#### [Aim of the exercise]
Present the lines of the items below, from the line containing "Return the mask of every instance of the man." through the line containing "98 L 57 105", both ends included, as a Markdown table with the columns Number and Line. Give each line its own row with a row number, and skip blank lines.

#### [Extracted information]

<<<<

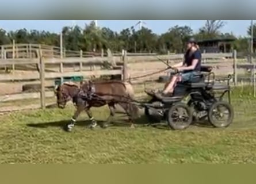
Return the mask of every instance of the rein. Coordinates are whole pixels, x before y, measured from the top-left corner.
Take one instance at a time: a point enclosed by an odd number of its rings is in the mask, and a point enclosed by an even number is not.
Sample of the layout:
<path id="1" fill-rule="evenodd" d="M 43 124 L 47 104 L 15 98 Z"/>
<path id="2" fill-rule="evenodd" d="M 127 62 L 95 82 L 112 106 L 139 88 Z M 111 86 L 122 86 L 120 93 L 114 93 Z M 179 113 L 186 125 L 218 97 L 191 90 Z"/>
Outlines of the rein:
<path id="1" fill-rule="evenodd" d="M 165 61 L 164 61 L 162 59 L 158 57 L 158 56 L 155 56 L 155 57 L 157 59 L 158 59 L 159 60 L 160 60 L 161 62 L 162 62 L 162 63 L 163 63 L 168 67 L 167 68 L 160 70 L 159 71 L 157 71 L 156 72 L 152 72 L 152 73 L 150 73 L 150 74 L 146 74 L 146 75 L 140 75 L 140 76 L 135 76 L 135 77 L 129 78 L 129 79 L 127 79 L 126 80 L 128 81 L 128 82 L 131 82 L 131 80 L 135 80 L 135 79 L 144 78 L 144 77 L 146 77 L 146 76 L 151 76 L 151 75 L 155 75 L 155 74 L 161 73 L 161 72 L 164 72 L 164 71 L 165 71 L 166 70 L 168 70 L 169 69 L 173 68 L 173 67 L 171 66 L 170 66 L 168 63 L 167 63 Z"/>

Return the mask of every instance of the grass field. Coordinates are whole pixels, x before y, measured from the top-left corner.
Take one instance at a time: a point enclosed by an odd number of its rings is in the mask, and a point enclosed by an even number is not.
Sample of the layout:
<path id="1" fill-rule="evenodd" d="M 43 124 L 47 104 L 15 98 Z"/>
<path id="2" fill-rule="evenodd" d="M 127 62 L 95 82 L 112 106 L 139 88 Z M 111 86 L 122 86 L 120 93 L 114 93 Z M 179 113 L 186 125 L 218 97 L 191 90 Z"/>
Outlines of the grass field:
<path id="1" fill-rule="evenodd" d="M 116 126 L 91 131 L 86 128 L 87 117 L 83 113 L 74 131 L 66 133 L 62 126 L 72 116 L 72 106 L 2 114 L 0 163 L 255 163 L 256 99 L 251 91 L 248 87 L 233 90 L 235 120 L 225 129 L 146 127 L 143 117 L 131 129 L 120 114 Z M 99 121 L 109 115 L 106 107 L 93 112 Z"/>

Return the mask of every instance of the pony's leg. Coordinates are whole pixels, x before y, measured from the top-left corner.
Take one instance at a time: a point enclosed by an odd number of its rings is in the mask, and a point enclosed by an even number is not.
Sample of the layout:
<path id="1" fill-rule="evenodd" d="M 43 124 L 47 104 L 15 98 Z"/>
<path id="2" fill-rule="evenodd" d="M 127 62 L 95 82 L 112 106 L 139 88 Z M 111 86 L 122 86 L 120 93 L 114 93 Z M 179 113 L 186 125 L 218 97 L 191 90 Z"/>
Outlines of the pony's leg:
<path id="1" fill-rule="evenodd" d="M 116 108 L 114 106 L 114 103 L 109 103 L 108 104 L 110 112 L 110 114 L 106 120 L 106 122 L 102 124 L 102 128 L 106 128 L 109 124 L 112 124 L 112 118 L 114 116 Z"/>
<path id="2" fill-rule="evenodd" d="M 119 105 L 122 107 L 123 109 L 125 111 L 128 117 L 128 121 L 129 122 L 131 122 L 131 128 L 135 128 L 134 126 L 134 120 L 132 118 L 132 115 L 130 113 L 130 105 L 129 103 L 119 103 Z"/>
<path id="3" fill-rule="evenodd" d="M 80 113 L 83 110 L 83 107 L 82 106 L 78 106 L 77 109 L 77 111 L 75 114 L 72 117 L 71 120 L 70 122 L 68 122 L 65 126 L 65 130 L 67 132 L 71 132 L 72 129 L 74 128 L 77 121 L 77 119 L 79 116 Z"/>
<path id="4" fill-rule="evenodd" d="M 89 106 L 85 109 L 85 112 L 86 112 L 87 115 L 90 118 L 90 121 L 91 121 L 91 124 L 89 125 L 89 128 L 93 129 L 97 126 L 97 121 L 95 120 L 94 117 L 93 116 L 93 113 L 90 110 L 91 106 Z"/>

>>>>
<<<<

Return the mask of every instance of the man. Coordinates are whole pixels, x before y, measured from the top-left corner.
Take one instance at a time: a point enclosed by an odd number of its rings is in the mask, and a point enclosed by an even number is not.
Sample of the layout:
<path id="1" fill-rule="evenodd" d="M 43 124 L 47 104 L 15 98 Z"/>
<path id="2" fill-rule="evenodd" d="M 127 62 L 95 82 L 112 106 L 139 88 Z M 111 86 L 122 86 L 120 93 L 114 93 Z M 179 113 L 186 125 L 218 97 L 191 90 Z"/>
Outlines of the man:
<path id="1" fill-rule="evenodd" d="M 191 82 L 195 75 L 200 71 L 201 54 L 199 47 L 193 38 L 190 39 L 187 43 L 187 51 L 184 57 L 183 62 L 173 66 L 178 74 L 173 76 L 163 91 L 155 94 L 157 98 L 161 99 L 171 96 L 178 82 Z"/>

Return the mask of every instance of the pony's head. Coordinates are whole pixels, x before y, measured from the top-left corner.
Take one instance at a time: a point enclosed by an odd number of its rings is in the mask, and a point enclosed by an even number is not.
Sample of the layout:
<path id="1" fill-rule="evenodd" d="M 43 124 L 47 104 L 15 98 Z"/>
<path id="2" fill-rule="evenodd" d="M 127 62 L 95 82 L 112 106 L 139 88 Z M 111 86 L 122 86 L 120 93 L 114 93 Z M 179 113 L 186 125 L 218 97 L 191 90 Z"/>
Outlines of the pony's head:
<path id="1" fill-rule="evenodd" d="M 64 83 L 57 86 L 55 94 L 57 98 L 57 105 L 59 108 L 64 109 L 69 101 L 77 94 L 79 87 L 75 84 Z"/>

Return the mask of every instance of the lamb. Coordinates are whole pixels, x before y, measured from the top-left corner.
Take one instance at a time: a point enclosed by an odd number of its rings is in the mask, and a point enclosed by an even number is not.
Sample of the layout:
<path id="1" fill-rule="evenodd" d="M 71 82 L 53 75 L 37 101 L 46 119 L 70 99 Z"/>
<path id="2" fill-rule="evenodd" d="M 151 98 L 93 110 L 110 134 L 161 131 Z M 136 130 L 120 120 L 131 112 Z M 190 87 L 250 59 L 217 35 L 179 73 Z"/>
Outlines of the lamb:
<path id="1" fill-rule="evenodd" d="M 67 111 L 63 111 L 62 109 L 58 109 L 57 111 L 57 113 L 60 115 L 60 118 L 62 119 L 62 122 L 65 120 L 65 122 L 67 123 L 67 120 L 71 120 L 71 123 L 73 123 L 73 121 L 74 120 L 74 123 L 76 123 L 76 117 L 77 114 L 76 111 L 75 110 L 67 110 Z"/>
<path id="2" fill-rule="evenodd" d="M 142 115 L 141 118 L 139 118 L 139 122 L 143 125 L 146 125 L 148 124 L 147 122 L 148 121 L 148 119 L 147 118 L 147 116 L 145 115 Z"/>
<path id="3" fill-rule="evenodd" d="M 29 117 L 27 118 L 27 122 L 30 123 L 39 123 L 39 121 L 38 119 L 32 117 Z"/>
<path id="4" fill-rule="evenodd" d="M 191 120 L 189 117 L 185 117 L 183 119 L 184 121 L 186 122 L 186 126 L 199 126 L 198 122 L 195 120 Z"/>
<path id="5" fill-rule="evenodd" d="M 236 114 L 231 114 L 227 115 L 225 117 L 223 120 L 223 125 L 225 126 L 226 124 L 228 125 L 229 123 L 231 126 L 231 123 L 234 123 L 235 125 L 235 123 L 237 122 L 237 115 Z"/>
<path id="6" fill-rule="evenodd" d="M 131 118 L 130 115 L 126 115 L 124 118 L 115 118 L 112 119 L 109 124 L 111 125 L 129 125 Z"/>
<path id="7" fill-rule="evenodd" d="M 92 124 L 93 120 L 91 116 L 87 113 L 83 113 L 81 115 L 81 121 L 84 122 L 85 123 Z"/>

>>>>

#### [Final result]
| Number | Line |
|---|---|
| 1 | Return the mask of every instance of the man. Coordinates are whole pixels, x before y, measured from the top-left corner. |
| 2 | Take one instance at a time: a point enclosed by an odd number of its rings is in the mask, and a point enclosed by an even number is not. |
| 3 | Sample of the layout: |
| 4 | <path id="1" fill-rule="evenodd" d="M 43 124 L 47 104 L 15 98 Z"/> |
| 5 | <path id="2" fill-rule="evenodd" d="M 127 62 L 95 82 L 112 106 L 139 88 Z M 111 86 L 122 86 L 120 93 L 114 93 Z M 179 113 L 186 125 L 218 97 L 191 90 Z"/> |
| 6 | Outlines of the man: |
| 7 | <path id="1" fill-rule="evenodd" d="M 191 82 L 195 75 L 200 71 L 201 54 L 199 47 L 193 38 L 190 39 L 187 43 L 187 51 L 184 57 L 183 62 L 173 66 L 178 74 L 173 76 L 163 91 L 155 94 L 157 98 L 161 99 L 171 96 L 178 82 Z"/> |
| 8 | Return the mask of every instance of the pony's head. Coordinates are whole pixels, x before y, measured from the top-left corner. |
| 9 | Take one instance at a time: a point enclosed by an odd number of its rings is in the mask, and a point enclosed by an even number is not. |
| 10 | Sample of the layout: |
| 11 | <path id="1" fill-rule="evenodd" d="M 43 124 L 47 104 L 15 98 Z"/> |
| 12 | <path id="2" fill-rule="evenodd" d="M 127 62 L 95 82 L 112 106 L 139 88 Z M 111 86 L 122 86 L 120 93 L 114 93 Z M 179 113 L 186 125 L 218 97 L 191 90 Z"/> |
| 13 | Outlines of the pony's head: |
| 14 | <path id="1" fill-rule="evenodd" d="M 64 83 L 57 86 L 55 94 L 57 98 L 57 105 L 59 108 L 64 109 L 69 101 L 77 94 L 79 87 L 75 84 Z"/> |